— BEGIN —

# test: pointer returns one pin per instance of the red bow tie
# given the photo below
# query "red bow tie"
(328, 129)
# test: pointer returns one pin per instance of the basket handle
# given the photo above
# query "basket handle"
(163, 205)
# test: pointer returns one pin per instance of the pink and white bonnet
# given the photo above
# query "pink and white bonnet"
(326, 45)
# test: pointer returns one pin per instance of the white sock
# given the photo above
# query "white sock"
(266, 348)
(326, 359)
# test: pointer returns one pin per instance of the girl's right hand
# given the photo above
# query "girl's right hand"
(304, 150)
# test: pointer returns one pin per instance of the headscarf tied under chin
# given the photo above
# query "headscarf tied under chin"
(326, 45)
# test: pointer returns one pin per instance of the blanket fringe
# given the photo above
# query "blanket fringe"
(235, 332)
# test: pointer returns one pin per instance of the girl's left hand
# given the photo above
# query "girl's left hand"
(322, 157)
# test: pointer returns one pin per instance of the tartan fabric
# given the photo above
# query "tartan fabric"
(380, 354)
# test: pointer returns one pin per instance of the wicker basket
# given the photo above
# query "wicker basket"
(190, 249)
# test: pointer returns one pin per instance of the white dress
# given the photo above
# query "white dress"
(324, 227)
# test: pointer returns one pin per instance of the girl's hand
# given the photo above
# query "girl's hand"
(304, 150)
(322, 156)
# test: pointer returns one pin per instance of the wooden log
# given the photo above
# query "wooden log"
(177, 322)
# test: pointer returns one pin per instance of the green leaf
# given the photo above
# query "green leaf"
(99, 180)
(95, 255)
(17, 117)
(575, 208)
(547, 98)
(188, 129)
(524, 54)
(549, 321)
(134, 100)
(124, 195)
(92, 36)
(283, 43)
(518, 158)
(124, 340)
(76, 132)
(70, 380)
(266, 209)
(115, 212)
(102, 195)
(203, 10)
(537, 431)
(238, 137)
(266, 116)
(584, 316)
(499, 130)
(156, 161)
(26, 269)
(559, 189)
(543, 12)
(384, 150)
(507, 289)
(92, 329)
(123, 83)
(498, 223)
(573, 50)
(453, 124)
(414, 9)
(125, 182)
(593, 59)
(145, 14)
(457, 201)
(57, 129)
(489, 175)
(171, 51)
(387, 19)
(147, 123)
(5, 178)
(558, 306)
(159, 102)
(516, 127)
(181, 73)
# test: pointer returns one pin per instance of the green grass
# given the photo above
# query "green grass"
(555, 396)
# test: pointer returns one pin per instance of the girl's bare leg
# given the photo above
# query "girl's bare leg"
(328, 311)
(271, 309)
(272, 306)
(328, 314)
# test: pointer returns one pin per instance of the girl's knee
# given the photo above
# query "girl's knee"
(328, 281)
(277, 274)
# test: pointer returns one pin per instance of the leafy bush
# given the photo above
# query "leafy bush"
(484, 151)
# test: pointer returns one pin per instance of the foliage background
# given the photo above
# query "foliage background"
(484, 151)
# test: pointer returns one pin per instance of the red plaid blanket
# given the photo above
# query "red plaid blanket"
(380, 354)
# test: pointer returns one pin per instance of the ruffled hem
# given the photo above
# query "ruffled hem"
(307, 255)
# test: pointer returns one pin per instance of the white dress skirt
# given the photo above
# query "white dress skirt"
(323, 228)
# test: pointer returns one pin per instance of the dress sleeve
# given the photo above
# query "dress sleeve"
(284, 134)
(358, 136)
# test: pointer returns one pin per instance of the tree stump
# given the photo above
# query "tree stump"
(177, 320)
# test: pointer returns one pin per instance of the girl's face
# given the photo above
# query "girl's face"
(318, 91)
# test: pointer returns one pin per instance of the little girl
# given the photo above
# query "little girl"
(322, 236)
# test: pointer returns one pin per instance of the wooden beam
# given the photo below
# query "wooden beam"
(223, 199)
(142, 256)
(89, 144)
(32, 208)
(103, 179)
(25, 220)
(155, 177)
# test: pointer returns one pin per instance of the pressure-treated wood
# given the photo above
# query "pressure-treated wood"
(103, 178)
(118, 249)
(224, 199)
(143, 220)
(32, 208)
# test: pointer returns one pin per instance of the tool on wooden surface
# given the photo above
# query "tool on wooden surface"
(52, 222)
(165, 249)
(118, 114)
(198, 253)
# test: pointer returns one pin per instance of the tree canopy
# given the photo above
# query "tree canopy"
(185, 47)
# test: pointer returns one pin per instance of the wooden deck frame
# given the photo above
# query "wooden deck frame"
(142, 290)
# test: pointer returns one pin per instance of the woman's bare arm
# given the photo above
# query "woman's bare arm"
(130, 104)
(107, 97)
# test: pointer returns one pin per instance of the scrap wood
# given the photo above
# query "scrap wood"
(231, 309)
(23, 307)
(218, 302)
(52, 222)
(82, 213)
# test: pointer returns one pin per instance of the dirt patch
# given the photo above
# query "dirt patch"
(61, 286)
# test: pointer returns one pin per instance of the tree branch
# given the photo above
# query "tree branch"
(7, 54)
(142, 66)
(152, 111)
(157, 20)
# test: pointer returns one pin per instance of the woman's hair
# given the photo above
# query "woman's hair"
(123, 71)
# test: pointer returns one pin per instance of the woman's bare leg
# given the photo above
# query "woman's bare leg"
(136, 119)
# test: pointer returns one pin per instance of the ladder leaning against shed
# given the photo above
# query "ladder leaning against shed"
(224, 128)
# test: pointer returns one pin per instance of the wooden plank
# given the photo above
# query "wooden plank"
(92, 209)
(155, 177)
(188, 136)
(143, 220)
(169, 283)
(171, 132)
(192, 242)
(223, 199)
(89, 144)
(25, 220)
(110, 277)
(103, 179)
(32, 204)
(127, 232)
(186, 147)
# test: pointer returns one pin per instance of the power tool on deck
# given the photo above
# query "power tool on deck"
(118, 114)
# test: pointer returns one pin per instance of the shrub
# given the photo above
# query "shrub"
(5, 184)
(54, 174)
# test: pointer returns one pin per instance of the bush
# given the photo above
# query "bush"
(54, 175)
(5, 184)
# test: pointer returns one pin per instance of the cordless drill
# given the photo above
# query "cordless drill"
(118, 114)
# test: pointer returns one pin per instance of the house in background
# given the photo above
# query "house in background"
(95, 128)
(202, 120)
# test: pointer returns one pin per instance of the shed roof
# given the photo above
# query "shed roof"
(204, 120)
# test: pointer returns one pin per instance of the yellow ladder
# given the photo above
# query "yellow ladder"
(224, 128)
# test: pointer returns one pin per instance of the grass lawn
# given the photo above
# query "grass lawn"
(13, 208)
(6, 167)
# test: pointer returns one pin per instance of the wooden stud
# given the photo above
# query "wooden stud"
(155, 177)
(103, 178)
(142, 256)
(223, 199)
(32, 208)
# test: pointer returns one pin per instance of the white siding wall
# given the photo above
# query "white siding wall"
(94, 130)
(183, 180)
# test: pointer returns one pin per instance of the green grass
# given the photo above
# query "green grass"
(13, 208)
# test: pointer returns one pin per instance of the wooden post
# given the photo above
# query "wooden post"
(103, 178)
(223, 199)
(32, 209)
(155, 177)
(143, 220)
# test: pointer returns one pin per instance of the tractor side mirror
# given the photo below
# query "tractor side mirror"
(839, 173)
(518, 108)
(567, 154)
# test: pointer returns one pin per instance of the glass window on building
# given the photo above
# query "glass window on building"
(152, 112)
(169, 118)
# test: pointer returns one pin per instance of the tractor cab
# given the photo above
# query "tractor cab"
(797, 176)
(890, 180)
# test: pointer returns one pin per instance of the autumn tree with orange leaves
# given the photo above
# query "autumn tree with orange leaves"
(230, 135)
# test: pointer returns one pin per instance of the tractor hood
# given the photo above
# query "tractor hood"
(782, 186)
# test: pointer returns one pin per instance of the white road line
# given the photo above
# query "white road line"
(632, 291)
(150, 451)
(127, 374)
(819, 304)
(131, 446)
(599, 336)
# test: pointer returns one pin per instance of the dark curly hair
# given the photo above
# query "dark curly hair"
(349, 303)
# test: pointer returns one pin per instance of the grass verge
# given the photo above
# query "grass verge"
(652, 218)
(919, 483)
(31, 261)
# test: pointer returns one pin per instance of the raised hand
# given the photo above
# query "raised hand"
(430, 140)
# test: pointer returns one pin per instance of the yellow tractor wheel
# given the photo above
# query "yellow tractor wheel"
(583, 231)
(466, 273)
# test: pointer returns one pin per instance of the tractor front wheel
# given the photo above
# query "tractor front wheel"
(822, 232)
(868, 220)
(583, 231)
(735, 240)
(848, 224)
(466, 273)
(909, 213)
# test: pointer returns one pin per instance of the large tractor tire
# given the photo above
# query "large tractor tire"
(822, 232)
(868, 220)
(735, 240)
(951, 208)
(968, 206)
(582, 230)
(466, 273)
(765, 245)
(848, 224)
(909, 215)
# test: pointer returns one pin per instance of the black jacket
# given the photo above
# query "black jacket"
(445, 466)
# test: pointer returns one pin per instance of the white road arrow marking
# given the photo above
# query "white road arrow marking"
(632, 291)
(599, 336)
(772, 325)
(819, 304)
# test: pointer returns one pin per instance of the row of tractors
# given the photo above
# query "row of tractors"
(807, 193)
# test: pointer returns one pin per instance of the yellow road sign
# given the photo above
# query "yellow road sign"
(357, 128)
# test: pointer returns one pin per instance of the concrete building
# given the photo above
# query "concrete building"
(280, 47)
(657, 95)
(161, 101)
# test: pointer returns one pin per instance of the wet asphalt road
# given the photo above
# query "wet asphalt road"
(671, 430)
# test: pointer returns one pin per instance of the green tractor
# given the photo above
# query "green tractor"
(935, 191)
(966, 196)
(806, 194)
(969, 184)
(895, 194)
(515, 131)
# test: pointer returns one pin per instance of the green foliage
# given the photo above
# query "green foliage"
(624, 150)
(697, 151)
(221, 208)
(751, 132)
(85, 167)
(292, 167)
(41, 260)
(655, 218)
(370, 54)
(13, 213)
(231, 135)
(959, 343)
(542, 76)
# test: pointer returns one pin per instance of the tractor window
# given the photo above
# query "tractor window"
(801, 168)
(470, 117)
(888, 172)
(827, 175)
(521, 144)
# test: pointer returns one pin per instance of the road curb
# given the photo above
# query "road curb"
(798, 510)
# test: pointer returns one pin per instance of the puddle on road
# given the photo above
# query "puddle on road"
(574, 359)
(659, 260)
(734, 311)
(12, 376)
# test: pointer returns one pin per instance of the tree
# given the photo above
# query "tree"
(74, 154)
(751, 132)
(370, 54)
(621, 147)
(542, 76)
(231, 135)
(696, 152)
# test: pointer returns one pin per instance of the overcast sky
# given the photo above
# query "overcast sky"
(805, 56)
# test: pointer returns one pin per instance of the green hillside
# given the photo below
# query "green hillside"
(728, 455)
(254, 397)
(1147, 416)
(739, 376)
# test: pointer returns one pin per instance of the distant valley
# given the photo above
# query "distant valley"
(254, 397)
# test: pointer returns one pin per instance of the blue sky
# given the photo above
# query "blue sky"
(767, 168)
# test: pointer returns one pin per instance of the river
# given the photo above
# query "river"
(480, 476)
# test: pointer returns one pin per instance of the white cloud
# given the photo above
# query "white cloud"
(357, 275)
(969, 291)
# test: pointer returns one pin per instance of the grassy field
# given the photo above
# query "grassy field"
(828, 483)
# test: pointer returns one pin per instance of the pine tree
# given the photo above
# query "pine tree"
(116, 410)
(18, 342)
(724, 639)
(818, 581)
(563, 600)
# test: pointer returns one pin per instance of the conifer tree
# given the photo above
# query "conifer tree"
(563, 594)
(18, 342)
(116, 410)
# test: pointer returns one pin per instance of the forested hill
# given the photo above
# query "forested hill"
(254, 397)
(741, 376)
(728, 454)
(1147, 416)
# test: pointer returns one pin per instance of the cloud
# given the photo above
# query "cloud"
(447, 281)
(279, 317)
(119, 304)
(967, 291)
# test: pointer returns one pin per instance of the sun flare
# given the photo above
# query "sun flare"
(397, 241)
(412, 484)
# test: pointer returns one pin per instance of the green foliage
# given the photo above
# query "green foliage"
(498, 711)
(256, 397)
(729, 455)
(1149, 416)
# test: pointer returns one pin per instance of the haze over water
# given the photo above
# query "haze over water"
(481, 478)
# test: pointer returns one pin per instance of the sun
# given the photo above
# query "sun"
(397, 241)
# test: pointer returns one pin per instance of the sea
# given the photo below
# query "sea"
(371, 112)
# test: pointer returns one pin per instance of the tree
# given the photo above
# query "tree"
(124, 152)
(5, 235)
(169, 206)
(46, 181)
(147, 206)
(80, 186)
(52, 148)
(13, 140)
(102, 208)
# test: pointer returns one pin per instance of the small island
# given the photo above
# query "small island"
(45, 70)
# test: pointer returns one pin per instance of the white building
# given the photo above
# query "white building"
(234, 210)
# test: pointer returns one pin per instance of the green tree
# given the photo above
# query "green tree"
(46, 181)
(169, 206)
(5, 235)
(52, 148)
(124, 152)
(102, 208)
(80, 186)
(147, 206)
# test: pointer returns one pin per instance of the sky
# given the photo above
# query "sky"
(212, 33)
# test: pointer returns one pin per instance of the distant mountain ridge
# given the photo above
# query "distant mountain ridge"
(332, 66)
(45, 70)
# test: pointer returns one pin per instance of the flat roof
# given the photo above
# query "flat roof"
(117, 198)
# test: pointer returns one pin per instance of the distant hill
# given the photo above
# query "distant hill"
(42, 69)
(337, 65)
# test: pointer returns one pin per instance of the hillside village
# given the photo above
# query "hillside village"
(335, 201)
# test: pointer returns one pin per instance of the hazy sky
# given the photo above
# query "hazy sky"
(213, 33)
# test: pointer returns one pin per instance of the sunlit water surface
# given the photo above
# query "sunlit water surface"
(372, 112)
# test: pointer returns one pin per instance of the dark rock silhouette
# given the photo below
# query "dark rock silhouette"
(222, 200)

— END —

What is being asked: All lines from the one containing "# test: pointer returns one pin per instance of the sky" through the end of the records, both ends included, are to be quoted exactly; please add nothing else.

Final result:
# test: pointer returns one pin per instance of the sky
# given the photo above
# query "sky"
(212, 33)
# test: pointer returns one pin per instance of the distant mountain ridge
# given the photo above
# query "distant mountain ridge"
(332, 66)
(45, 70)
# test: pointer returns one pin per instance of the flat roof
# given the photo above
# query "flat roof"
(117, 198)
# test: pointer returns one pin per instance of the distant hill
# given the photo above
# query "distant hill"
(42, 69)
(337, 65)
# test: pointer returns one pin per instance of the hillside village
# given the photo above
# query "hillside village"
(335, 201)
# test: pointer returns one pin per instance of the hazy sky
# given the photo above
# query "hazy sky"
(213, 33)
# test: pointer returns one pin per instance of the sunlit water surface
# given the photo above
# query "sunlit water surface"
(372, 112)
# test: pointer returns one pin per instance of the dark rock silhouette
# given the photo below
# query "dark rock silhouette"
(222, 200)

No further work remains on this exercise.